__EXCERPT TO READ__

⁂

The presentation will focus mainly on the perceived contradiction that traditional Karen education is routed in colonial values and as does not encourage a critical approach, while the new emerging education that attempts to be critical is grounded in Western values and is, therefore, at risk of being neo-colonial. As an implication, this study hopes to offer useful experience to education projects in other similar situations around the world, where marginalized minority communities are striving to achieve self-determination.

Speaker Bio-note:
Marina Haikim is a postgraduate student in School of Education, recently returned from a number of years spent working in border refugee camps.



July

Speaker: Mr Tim O'Connor

Topic: Australia's aid delivery with a focus on PNG: where the money goes and the likely success rates of the new approach

Abstract: TBA

Speaker Bio-note: Mr Tim O'Connor is a campaigner from Aidwatch



September

Speaker: Clinton Fernandes

Topic: Revisiting September 1999: East Timor and Australian Foreign Policy

Abstract:
The INTERFET deployment in September 1999 marked a crucial moment in the long struggle for East Timorese self-determination. Given that successive Australian governments had supported the Indonesian occupation of East Timor for 24-years, the Australian-led intervention marked a significant shift in government policy. Commenting on the nature of this shift Clinton Fernandes will discuss the September intervention as part of an analysis that also addresses the role of the 'Jakarta Lobby', the construction of Australian national interest, and Australian relations with the Indonesian government. In doing so he will critically evaluate what has often been portrayed as a noble moment in Australia's history of intervention in international sites of conflict.

Speaker Bio-note:
Clinton Fernandes is a Melbourne-based historian who specialises in Australian foreign policy. He is the author of Reluctant Saviour (Scribe, forthcoming), a study of the Australia-Indonesia relationship in the lead-up to the East Timor crisis.



October

Speaker: Ken Mansell

Topic: The Shape Of Globalisation In Regional Victoria - An Investigation Of The Effects Of State And Local Government Policy In The Ballarat- Daylesford Region

Abstract: Ken Mansell will be discussing wider social and economic changes in western and central Victoria, focusing on a case study of Ballarat and Daylesford.I will be critically discussing the peculiar technocratic emphases in the policies of the Bracks government and how these policies are affecting Ballarat and Daylesford.

⁂

__AVAILABLE DATA__
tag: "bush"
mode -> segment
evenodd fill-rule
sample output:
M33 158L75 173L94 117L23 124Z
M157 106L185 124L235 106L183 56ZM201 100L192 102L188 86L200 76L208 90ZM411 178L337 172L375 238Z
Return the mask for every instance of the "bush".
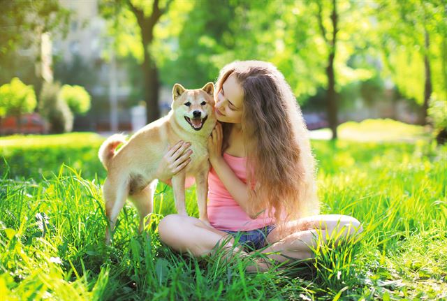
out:
M51 133L71 131L73 117L67 103L59 97L60 84L45 82L39 97L39 112L50 124Z
M27 86L17 78L0 87L0 118L6 115L18 118L36 108L36 94L33 86Z
M75 114L85 114L90 110L90 95L83 87L64 85L59 97L68 105Z
M430 98L428 116L433 123L439 144L447 142L447 100L441 99L434 93Z

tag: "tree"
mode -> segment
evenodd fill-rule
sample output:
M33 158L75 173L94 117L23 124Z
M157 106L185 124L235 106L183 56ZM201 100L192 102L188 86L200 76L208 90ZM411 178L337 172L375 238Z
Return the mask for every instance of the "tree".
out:
M154 55L154 46L156 43L156 27L159 24L161 17L166 15L172 0L161 1L152 0L151 1L133 1L132 0L103 0L101 10L103 15L112 20L110 29L115 37L114 45L118 49L120 54L132 53L134 55L141 55L141 71L144 78L143 96L147 108L147 115L148 122L151 122L160 116L159 109L159 75L157 66L156 56ZM131 16L129 13L131 13ZM121 20L126 19L124 23ZM129 23L129 20L131 22ZM135 21L135 22L132 22ZM118 26L119 24L119 26ZM135 28L136 24L137 28ZM127 25L126 26L122 25ZM126 46L119 45L122 38L131 39L129 32L136 34L140 38L140 45L135 49L135 44L132 43L134 49L125 49ZM135 40L133 40L134 42ZM142 52L142 53L141 53Z
M70 132L73 129L73 113L59 97L60 90L59 82L45 82L39 95L39 112L50 123L50 131L53 133Z
M386 72L404 96L420 105L419 123L425 124L432 93L447 98L447 5L441 0L378 4L374 15Z
M70 12L58 0L0 0L0 85L13 77L37 84L34 63L38 61L42 34L57 30L66 33ZM22 57L17 50L27 50Z
M33 86L24 85L17 78L0 87L0 118L7 115L15 117L19 131L20 117L24 113L33 112L36 104Z
M83 87L64 85L58 97L66 102L75 114L83 115L90 109L90 95Z

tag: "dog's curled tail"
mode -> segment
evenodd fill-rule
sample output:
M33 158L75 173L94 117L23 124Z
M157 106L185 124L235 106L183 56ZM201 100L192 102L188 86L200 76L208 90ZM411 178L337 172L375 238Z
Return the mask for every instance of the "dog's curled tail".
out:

⁂

__LIST OF TASKS__
(1) Answer these questions about the seminar program:
(a) Which organization is Tim O'Connor a campaigner from?
(b) For how many years had successive Australian governments supported the Indonesian occupation of East Timor?
(c) Which two places does Ken Mansell's case study focus on?
(2) Write out the part of the seminar program that starts at "Topic: Revisiting September" and ends at "sites of conflict.", word for word.
The records are separate material and have no connection to the seminar program.

__EXERCISE RESULTS__
(1)
(a) Aidwatch
(b) 24 years
(c) Ballarat and Daylesford

(2)
Topic: Revisiting September 1999: East Timor and Australian Foreign Policy

Abstract:
The INTERFET deployment in September 1999 marked a crucial moment in the long struggle for East Timorese self-determination. Given that successive Australian governments had supported the Indonesian occupation of East Timor for 24-years, the Australian-led intervention marked a significant shift in government policy. Commenting on the nature of this shift Clinton Fernandes will discuss the September intervention as part of an analysis that also addresses the role of the 'Jakarta Lobby', the construction of Australian national interest, and Australian relations with the Indonesian government. In doing so he will critically evaluate what has often been portrayed as a noble moment in Australia's history of intervention in international sites of conflict.